Task details » Look for the word "window" in the records, and copy each line where it appears.

BEGIN Entries provided

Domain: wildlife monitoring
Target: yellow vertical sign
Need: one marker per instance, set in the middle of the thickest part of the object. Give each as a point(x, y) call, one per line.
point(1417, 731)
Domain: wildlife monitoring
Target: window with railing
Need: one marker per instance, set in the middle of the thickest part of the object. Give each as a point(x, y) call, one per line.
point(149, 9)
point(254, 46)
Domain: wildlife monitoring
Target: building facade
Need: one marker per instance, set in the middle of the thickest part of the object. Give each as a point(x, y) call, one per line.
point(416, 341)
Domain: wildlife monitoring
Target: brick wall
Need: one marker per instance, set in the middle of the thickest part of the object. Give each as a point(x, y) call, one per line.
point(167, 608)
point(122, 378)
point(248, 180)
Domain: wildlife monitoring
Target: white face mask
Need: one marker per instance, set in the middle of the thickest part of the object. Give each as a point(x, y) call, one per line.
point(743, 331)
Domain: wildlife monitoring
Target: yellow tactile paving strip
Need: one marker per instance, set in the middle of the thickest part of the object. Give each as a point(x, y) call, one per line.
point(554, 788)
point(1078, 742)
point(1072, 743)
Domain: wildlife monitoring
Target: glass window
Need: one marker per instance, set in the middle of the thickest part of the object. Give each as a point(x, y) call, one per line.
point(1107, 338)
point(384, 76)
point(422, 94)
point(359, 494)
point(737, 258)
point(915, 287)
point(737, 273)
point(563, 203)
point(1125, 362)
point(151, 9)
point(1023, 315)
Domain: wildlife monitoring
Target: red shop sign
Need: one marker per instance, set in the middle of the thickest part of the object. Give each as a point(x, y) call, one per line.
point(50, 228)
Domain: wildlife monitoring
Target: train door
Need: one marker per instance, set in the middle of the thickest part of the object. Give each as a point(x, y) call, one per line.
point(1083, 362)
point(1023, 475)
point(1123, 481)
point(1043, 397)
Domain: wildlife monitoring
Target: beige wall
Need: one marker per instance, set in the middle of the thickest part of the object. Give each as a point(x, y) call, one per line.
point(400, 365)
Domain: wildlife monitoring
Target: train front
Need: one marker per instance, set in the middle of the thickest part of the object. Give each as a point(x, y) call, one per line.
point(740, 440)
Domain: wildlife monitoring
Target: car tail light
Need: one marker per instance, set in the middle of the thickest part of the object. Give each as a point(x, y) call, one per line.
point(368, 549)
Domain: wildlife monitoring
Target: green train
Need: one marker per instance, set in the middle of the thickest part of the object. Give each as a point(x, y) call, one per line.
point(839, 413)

END Entries provided

Response to this exercise »
Target: window with railing
Target: glass window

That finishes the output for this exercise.